--- start Dataset extract ---

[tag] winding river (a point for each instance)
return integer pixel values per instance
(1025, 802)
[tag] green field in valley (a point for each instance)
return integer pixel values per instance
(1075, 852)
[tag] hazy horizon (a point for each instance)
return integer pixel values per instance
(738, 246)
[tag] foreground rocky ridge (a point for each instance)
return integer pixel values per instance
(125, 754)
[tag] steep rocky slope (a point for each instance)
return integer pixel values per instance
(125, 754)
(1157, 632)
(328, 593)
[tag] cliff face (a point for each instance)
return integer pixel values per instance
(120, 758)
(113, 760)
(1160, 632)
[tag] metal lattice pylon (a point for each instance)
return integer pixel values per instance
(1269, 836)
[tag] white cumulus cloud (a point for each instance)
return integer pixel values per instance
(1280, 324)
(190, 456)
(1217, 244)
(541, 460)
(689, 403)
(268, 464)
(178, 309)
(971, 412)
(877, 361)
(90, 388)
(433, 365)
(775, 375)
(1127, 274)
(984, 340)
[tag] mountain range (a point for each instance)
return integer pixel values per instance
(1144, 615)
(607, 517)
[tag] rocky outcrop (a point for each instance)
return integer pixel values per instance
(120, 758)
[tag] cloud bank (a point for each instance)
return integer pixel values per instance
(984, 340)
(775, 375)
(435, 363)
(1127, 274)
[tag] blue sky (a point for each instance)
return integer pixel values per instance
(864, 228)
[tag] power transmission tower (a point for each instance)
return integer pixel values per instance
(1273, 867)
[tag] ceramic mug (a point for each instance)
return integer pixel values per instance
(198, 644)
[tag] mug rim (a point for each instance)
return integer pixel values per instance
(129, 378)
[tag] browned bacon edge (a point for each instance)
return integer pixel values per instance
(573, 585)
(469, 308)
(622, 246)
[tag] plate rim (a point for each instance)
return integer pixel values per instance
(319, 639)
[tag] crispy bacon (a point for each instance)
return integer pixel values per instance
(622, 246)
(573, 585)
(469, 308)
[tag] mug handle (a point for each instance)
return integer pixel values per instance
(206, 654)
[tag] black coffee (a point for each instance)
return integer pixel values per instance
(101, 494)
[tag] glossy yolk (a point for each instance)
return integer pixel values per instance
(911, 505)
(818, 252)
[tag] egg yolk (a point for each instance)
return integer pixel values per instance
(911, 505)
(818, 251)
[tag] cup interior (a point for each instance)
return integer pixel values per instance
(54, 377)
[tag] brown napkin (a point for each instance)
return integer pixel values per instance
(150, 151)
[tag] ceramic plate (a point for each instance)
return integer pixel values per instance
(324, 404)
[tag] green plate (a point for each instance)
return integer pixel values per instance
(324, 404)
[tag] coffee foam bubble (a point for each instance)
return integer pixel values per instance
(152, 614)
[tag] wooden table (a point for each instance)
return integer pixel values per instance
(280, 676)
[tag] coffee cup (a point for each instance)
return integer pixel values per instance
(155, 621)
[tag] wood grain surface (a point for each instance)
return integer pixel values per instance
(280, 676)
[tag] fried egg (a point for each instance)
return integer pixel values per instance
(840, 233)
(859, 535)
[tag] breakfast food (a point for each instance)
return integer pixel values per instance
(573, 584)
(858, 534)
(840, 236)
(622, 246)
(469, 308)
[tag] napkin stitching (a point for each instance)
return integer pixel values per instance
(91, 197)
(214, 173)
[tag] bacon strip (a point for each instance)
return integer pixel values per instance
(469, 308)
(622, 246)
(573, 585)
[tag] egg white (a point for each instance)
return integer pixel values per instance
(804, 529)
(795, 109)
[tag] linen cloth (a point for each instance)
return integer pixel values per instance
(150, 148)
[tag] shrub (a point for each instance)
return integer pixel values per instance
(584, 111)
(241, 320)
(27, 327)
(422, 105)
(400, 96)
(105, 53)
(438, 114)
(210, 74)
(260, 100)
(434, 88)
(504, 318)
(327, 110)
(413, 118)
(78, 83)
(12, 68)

--- end Dataset extract ---

> Task details
Reproduce the lines from the one containing "[tag] coffee cup (a point for each instance)" to the end of the entries, keeping both ends and adding nothing.

> The output
[tag] coffee cup (a point for each instance)
return integer pixel values per instance
(155, 621)
[tag] wood grain surface (a point for each instance)
return integer pixel values per instance
(280, 676)
[tag] fried egg (a point for each instance)
return integer pixel values per instance
(840, 233)
(859, 535)
[tag] breakfast food (a point for each instance)
return integer pixel values per instance
(573, 584)
(858, 534)
(840, 236)
(622, 246)
(469, 308)
[tag] napkin stitching (a point for each instance)
return integer pixel values per instance
(91, 197)
(214, 173)
[tag] bacon strip (a point for each instance)
return integer pixel values per instance
(469, 308)
(622, 246)
(573, 585)
[tag] egg white (a point for each instance)
return integer pixel values per instance
(804, 529)
(795, 109)
[tag] linen cloth (a point for each instance)
return integer pixel values per instance
(150, 148)
[tag] shrub (a point for each instance)
return integer pixel values per instance
(584, 111)
(241, 320)
(27, 327)
(422, 105)
(400, 96)
(105, 53)
(438, 114)
(210, 74)
(260, 100)
(434, 88)
(504, 318)
(327, 110)
(413, 118)
(78, 83)
(12, 68)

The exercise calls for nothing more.